**PROBLEM TO WORK ON**
Convert the stretch of the material below, from its start through the line containing "[168,327,208,402]", into a JSON list of strings with one string per line, leaving out blank lines. Include both ends and nothing beyond them.
--- Start RECORDS PROVIDED ---
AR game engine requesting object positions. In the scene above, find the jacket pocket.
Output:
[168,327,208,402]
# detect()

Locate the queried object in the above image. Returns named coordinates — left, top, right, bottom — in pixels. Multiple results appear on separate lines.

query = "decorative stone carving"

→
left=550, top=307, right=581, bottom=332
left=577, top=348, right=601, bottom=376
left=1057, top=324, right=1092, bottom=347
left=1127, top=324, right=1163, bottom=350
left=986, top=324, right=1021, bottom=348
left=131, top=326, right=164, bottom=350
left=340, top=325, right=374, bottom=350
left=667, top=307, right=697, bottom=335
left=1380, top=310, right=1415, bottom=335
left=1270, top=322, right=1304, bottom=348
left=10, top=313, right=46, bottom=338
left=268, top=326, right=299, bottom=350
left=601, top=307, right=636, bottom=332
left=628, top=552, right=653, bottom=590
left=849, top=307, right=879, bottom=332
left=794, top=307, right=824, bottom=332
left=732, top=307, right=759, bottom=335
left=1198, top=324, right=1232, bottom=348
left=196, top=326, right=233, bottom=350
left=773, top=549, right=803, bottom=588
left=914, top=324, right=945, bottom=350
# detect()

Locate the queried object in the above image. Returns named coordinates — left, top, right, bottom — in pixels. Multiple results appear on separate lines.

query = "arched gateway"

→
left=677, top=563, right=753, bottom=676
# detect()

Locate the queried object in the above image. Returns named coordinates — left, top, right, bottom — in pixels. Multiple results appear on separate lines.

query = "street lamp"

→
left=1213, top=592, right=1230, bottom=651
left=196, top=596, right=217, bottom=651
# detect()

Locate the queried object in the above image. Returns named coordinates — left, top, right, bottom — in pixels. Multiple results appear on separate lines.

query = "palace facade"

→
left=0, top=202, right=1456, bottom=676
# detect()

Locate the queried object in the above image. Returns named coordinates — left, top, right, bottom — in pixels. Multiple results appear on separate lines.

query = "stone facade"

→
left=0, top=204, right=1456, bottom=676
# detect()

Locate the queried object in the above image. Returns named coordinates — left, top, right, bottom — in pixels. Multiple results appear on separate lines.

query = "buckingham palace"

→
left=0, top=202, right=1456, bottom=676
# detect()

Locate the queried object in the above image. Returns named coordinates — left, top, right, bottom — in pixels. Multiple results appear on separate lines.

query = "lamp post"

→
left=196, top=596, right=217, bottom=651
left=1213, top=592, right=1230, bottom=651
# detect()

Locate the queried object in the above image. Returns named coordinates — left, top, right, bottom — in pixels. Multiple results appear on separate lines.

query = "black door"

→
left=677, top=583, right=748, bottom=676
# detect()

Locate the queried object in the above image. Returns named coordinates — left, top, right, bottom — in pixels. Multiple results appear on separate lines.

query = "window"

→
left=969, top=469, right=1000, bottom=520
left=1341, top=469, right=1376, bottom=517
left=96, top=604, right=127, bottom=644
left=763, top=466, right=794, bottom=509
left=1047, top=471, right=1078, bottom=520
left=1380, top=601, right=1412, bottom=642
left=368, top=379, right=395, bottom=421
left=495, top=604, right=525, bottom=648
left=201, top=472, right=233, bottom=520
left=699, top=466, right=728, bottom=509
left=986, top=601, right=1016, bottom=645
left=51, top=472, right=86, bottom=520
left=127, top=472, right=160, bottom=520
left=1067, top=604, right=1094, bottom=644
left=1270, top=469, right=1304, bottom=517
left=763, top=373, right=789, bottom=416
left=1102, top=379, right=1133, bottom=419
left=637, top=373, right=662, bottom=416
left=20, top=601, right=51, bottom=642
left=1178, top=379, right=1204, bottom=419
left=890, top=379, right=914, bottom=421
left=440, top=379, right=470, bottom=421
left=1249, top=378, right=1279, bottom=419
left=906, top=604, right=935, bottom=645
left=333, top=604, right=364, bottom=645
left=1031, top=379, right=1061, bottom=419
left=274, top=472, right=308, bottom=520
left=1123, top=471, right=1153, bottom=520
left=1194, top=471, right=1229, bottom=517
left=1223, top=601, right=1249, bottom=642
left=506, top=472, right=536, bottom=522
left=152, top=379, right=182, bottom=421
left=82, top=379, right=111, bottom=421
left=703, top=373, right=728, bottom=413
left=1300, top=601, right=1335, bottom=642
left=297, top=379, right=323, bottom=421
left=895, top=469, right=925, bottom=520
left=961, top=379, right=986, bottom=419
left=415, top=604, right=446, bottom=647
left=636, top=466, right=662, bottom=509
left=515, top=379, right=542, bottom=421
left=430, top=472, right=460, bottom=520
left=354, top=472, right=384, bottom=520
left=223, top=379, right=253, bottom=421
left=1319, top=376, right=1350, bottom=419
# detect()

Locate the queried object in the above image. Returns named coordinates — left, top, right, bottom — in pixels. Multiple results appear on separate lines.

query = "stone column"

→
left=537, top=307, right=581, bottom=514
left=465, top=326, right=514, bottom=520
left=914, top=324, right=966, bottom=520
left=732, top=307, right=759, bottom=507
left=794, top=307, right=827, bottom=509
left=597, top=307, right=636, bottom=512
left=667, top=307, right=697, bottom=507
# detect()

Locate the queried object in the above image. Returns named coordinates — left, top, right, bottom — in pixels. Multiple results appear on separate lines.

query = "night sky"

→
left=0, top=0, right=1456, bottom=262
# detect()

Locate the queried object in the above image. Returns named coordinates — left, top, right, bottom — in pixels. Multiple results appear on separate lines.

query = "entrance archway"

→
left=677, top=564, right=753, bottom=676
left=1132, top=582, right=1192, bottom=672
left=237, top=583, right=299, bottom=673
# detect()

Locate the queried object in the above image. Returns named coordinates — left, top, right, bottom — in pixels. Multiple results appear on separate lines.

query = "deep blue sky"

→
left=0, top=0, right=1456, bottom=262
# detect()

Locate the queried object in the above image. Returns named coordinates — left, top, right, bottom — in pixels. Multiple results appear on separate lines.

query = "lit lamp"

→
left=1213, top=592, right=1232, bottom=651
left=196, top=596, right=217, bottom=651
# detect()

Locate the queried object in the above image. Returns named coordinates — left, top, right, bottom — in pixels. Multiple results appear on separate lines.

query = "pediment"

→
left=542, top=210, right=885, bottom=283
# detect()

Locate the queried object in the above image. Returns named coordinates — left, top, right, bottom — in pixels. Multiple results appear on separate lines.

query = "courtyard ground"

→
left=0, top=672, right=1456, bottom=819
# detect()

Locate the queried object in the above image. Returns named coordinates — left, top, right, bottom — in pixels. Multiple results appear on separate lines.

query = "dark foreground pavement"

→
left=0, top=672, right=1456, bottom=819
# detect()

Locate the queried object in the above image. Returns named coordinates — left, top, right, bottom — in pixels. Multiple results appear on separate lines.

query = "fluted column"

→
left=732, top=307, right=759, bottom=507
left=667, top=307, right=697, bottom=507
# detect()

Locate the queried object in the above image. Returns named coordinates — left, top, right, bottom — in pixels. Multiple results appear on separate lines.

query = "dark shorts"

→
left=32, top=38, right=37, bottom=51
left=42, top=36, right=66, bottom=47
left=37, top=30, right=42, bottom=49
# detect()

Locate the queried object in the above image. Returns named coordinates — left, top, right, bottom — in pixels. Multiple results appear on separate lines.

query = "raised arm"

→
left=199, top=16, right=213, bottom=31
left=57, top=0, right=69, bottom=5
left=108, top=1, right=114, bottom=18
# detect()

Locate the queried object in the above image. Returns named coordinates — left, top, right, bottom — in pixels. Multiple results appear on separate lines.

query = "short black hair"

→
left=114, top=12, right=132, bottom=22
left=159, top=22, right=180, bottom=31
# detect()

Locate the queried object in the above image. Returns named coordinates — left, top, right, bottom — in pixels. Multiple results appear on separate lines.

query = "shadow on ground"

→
--- End RECORDS PROVIDED ---
**FINISHED ANSWER**
[
  "AR game engine requesting object positions. In the scene above, find the jacket pocket.",
  "Output:",
  "[168,327,208,402]"
]